Work to complete — Leave out the pictures and reproduce all of the data exactly.

Information shown —
--*--
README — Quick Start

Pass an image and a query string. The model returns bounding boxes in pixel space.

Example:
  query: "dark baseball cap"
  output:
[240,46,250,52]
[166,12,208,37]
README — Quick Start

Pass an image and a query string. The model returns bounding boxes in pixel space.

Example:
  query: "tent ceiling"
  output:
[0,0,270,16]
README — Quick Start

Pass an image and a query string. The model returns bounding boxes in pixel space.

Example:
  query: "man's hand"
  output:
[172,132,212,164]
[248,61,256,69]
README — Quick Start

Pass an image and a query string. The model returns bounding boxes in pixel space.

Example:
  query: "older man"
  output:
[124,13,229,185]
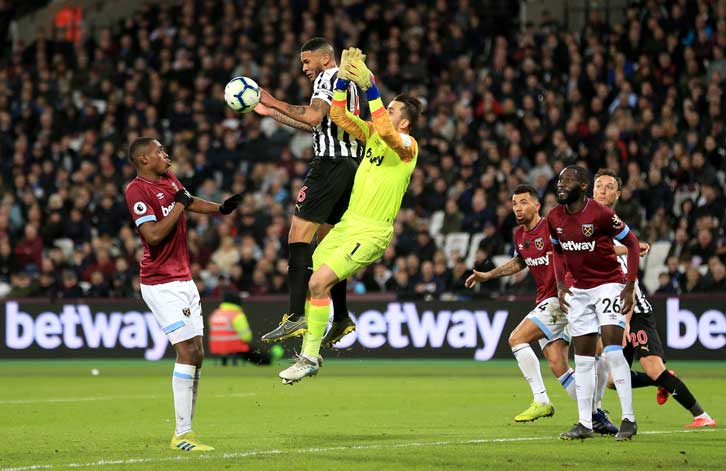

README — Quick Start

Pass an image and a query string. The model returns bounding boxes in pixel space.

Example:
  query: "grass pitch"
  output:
[0,359,726,471]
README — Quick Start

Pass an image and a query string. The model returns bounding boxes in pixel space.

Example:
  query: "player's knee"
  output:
[287,217,318,244]
[640,355,665,381]
[308,272,329,298]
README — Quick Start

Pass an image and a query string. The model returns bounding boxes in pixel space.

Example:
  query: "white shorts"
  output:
[141,280,204,345]
[565,283,625,337]
[525,298,570,350]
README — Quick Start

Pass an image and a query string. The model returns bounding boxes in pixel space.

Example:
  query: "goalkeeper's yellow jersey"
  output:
[330,91,418,224]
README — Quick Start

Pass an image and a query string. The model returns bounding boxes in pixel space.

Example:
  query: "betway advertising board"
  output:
[0,297,726,361]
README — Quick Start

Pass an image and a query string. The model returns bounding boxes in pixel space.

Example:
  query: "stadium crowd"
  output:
[0,0,726,298]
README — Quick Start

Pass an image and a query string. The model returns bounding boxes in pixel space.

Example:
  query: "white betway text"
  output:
[5,301,169,360]
[560,240,595,252]
[335,303,509,361]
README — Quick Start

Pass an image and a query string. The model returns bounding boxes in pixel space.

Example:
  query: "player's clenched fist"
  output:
[174,188,194,208]
[219,193,242,216]
[464,270,492,288]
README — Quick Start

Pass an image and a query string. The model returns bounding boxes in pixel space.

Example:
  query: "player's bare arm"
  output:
[187,194,242,215]
[552,244,572,315]
[330,66,373,143]
[615,242,650,257]
[338,48,418,162]
[260,88,330,127]
[465,256,527,288]
[255,103,313,131]
[139,199,185,246]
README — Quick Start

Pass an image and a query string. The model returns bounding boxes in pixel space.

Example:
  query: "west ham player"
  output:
--*--
Exercise response —
README — Quick Start

Pass an image and a query string. The model returns bounding boxes in pixel space.

Example:
  query: "dark baseball cap"
  output:
[240,46,250,52]
[166,12,208,37]
README — Quick Start

Pass an image and a query string. The model returns bounding boxes in pixel space.

Example:
  query: "tent ceiling"
  output:
[0,0,270,16]
README — Quick Start

Pass an image and a query string. The model returns bounding boxes in pixel space.

Example:
  query: "man's hand"
  output:
[172,132,212,164]
[248,61,256,69]
README — Quick Start

Pass an image and a query string. The model returns bounding boxes in pixel space.

Example:
  query: "older man"
  output:
[124,13,229,185]

README — Quick Start

Pass an image and a query string. The model returns bounding boxes in pixel space.

Example:
  query: "grass pitch"
  output:
[0,359,726,471]
README — Quick Start

Pass an image and a query string. The model returns bounding boxes in pixel space.

Example:
  query: "player's knee"
  output:
[287,217,318,244]
[640,355,665,381]
[308,272,329,298]
README — Quick Start

Pass an image and a query string. The model returns bounding boxes in pixel space.

Example:
  query: "white shorts"
  output:
[141,280,204,345]
[565,283,625,337]
[525,298,570,350]
README — Quick Start

Pass an image and a query string. The model returns bounding boxes in pixel space.

Example:
  query: "goalkeeper's yellow jersey"
  output:
[330,91,418,224]
README — Quick Start

Pass an image and a query string. The model returns bounding boxes in pixel space.

Example:
  query: "betway advertising board"
  output:
[0,297,726,361]
README — Quick Start

Pass an image and a query string. The model returns bounding boxes in pixel space.

Example:
  query: "stadium crowd"
  output:
[0,0,726,298]
README — Quick Start

Pass an image and a query string. The model returns bounding boxes in pixel space.

Example:
  query: "white betway text"
  output:
[5,301,169,360]
[560,240,595,252]
[335,303,509,361]
README — Quick Start

Pass an image and a query string. The model returns bounding boxes in pixel space.

Example:
  query: "player's clenched fist"
  output:
[174,188,194,208]
[219,193,242,216]
[464,270,492,288]
README — Quick Start

Pass an image and a query string. The model returns bounding boxes in pixel space.

Example:
  query: "player's bare arm"
  output:
[187,194,242,215]
[552,244,572,315]
[330,66,373,143]
[615,242,650,257]
[338,48,418,162]
[260,88,330,127]
[465,256,527,288]
[255,103,313,131]
[139,199,185,246]
README — Quick Start

Pass an image and a query string. The model returns bounding boxes in pixel space.

Example:
  query: "west ham player"
  output:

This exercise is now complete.